=== Source document ===

It would help companies move into the space faster if intellectual barriers are removed.

I see a lot of frustration in the comments (and some in BL's original post) and this is obviously a hot issue judging by the amount of feedback. Patience and hand holding (both client and agency side) will help everyone get up to speed on what it means to execute a campaign that then successfully goes viral.

http://admaven.blogspot.com
  By BL | NEW YORK, NY December 8, 2008 11:42:00 am:
Update: J.C. Penny's Doghouse campaign has gone viral over the weekend
  By BL | NEW YORK, NY December 8, 2008 11:42:53 am:
Here's the link for the JC Penny Doghouse campaign http://bewareofthedoghouse.com/videoPage.aspx
  By adbdc | RutlandVT, US December 8, 2008 01:34:17 pm:
---Maybe I've got to much P&G "training" in my blood absorbed over the years, but I think BL and commenters may be too close to the situation here(not to detract from BL's original point that calling something "viral" doesn't make it so--and that one should focus on results, and in the planning stages, HOW you are going to get them--but that's just plain ol' Advertising/Marketing 101 and Executive Efffectiveness 101).

---Maybe y'all should take a step back and think in terms of Objectives, Strategies, Campaigns, Execution, Targeted Results and Results.

---A la: "Our OVERALL OBJECTIVE is to build product or service X" ........"One of our STRATEGIES will be to use viral marketing--a well-designed and effective viral marketing campaign--because of viral's compatibility with our brand and target audience and resulting possibility for building business. (include proof/ rationale for statement)" ...."The OBJECTIVE of THIS viral marketing CAMPAIGN is to blah blah blah, by blah blah blah (STRATEGY) and using blah blah blah (EXECUTION when developed). .........." Our Target Result is to get Y% of our target audience, a Z% internet-cellphone-etc subset of our total target group, to become aware of product/servicde X, pass on the news-execution-vehicle to a W% of their relevant friends and acuaintances, and buy the damn thing themselves ( target U% if them anyway."

I could go on--but you get the idea, and this is just a first pass.....

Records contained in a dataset

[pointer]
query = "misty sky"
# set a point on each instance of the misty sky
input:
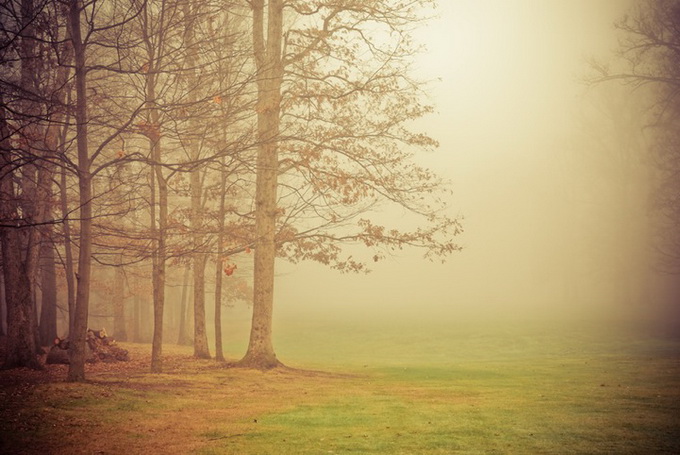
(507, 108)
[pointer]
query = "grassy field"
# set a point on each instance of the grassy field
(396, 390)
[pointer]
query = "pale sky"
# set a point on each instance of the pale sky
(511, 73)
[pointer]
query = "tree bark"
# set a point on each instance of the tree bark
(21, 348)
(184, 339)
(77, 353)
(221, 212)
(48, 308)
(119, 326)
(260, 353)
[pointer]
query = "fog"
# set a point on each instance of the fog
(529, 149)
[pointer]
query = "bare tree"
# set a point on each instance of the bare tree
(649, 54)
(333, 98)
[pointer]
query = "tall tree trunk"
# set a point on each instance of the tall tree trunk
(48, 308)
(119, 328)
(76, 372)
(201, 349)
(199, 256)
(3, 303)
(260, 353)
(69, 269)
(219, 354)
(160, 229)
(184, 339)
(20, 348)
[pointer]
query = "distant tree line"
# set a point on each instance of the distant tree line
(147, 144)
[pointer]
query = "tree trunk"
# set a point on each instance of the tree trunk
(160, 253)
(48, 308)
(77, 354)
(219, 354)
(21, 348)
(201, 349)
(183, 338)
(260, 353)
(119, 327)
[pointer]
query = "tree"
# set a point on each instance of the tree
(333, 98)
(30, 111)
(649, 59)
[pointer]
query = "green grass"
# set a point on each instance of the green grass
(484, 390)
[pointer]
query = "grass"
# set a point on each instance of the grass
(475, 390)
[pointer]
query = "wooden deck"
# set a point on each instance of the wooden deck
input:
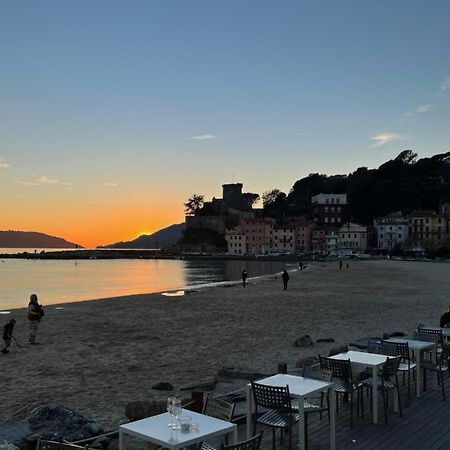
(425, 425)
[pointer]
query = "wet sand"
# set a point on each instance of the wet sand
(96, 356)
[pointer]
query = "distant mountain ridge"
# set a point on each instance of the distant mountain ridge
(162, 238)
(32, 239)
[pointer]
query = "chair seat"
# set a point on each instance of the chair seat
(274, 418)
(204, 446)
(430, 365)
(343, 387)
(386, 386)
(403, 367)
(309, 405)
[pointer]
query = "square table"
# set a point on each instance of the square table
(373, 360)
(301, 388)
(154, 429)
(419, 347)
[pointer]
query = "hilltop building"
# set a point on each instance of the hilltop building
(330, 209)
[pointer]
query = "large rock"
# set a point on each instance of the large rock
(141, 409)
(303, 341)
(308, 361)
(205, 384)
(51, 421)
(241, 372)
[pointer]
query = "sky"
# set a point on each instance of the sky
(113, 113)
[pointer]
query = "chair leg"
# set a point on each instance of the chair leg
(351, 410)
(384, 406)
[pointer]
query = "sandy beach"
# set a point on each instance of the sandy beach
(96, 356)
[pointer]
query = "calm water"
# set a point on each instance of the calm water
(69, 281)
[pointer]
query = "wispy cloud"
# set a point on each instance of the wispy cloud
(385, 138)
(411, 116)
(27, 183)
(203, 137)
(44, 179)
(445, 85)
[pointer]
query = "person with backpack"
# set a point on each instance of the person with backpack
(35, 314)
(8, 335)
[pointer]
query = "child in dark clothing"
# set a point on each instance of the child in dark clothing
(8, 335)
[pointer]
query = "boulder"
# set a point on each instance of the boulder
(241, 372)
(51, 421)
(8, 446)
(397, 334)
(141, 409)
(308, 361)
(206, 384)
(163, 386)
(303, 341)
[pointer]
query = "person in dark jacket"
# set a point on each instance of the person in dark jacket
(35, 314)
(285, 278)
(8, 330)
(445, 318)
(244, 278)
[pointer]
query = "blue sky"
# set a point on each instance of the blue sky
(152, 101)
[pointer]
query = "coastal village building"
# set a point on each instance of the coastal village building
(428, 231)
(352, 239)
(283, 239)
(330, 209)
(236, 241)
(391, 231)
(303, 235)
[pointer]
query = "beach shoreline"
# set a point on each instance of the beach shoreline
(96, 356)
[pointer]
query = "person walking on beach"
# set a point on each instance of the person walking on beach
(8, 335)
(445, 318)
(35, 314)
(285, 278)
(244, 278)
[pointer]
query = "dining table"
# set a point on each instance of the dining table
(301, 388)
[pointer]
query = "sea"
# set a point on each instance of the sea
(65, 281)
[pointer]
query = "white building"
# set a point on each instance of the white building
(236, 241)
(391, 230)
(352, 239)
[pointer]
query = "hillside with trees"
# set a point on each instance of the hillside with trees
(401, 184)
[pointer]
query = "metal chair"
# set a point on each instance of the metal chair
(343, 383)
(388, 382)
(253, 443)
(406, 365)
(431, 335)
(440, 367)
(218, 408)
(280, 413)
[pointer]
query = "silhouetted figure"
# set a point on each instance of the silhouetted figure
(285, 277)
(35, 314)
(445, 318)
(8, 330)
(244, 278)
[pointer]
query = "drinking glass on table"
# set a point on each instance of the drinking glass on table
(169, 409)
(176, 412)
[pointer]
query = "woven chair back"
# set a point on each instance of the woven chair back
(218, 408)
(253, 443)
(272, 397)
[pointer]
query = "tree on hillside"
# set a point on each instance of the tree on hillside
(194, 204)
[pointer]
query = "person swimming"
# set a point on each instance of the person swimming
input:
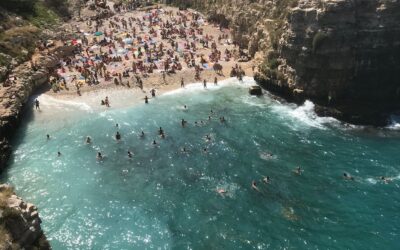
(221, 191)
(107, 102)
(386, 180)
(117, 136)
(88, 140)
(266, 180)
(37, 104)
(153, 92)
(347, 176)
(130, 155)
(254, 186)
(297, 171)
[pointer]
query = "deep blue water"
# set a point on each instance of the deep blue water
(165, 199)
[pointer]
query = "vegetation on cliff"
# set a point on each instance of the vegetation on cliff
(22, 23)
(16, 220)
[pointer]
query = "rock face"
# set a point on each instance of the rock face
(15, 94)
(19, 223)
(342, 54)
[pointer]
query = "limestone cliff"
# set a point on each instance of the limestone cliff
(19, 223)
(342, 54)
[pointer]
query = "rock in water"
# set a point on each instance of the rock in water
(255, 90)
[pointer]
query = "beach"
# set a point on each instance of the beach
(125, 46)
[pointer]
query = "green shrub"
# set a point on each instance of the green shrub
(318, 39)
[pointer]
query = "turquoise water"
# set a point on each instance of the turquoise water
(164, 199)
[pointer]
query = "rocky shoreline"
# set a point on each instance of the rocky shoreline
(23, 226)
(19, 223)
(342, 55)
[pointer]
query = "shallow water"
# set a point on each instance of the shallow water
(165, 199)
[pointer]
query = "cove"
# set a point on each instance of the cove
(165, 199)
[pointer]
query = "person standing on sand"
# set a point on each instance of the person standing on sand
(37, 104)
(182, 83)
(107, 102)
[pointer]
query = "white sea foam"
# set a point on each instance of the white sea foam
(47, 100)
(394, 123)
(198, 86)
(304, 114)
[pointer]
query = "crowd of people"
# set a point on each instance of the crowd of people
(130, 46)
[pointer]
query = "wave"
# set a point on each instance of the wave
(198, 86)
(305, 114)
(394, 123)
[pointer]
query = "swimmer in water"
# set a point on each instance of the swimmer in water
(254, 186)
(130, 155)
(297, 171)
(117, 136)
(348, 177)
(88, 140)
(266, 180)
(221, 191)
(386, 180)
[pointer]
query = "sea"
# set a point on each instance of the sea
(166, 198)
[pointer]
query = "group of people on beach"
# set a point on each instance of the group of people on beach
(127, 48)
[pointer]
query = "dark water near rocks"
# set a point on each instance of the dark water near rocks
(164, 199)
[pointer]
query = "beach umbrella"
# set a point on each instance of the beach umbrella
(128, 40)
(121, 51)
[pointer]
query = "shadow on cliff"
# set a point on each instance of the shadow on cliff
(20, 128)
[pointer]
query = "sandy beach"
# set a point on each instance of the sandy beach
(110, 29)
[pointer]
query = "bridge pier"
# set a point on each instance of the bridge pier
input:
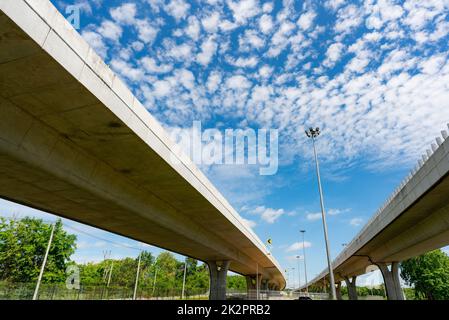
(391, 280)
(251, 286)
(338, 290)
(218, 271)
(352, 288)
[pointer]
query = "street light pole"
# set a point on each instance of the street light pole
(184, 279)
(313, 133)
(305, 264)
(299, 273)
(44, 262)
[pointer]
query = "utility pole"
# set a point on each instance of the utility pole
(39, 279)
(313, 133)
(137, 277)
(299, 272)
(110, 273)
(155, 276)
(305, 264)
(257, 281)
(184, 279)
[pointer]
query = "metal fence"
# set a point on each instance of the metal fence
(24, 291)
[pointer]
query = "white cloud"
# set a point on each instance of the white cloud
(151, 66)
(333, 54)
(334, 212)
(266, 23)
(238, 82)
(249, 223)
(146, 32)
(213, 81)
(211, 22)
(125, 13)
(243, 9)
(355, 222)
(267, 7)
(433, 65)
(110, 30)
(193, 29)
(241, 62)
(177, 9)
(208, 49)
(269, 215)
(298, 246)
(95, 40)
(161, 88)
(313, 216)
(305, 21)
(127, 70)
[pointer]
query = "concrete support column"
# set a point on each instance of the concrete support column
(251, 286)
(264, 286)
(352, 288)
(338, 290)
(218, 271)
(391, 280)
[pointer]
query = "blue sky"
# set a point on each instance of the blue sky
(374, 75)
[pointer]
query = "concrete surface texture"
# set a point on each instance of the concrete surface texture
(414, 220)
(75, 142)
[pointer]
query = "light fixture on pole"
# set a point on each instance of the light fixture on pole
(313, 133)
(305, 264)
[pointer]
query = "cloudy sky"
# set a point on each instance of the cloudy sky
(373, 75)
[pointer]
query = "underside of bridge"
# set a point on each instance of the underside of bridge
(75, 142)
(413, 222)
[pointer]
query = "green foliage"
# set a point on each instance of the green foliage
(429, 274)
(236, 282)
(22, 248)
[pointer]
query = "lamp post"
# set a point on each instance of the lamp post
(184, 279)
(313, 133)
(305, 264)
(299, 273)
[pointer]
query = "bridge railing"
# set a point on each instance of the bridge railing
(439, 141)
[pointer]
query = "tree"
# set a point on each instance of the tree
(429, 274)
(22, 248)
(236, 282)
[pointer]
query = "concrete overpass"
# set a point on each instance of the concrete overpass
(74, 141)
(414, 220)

=== Questions ===
(a) In the viral marketing discussion above, list the six planning terms that the commenter adbdc suggests thinking in terms of.
(b) Please answer these questions about the viral marketing discussion above:
(i) Which campaign does BL's update say went viral over the weekend?
(ii) What location is shown for the commenter adbdc?
(iii) Which two things does the first comment say will help everyone get up to speed?
(c) Resume the viral marketing discussion from the point where it stops.

=== Answers for the exercise ===
(a) Objectives, Strategies, Campaigns, Execution, Targeted Results, Results

(b)
(i) J.C. Penny's Doghouse campaign
(ii) RutlandVT, US
(iii) Patience and hand holding (both client and agency side)

(c)
  By UNBOUND_TECH | Palo Alto, CA December 8, 2008 02:10:32 pm:
We're asked many times to take this video and make it go viral or we want to go viral but with what? What make things go viral is value to the audience and are you connecting with the right people to start with. Here is some good examples of what works http://www.slideshare.net/UNBOUND/finding-passion-points-creating-a-sustainable-social-interaction-model-presentation-810947 another perspective on seeding http://www.webmetricsguru.com/archives/2008/12/how-do-you-find-passion-points-create-a-sustainable-relationship-via-social-media/ In the end its how well you connected and the type of conversation you were able to start.
  By BL | NEW YORK, NY December 8, 2008 02:22:34 pm:
Chase - you said: "In the end its how well you connected and the type of conversation you were able to start."

No it isn't! In the end viral is about whether you have content that people want to share with their friends and family. I don't care how well-connected you might be - if you try to spread corporate BS an amazing thing will happen - NOTHING.

Ronaldo - please re-read the post. It's about why calling a campaign viral doesn't make it viral. it ain't viral til it is.
  By jaypullur | SUNNYVALE, CA December 9, 2008 03:35:25 am:
Interesting to see the definition by BL. Our Tell-a-Friend free widget perfectly matches this definition and hence could be a great tool for viral marketing. We also see it very effective on sites, where the content meets the criteria mentioned in the post.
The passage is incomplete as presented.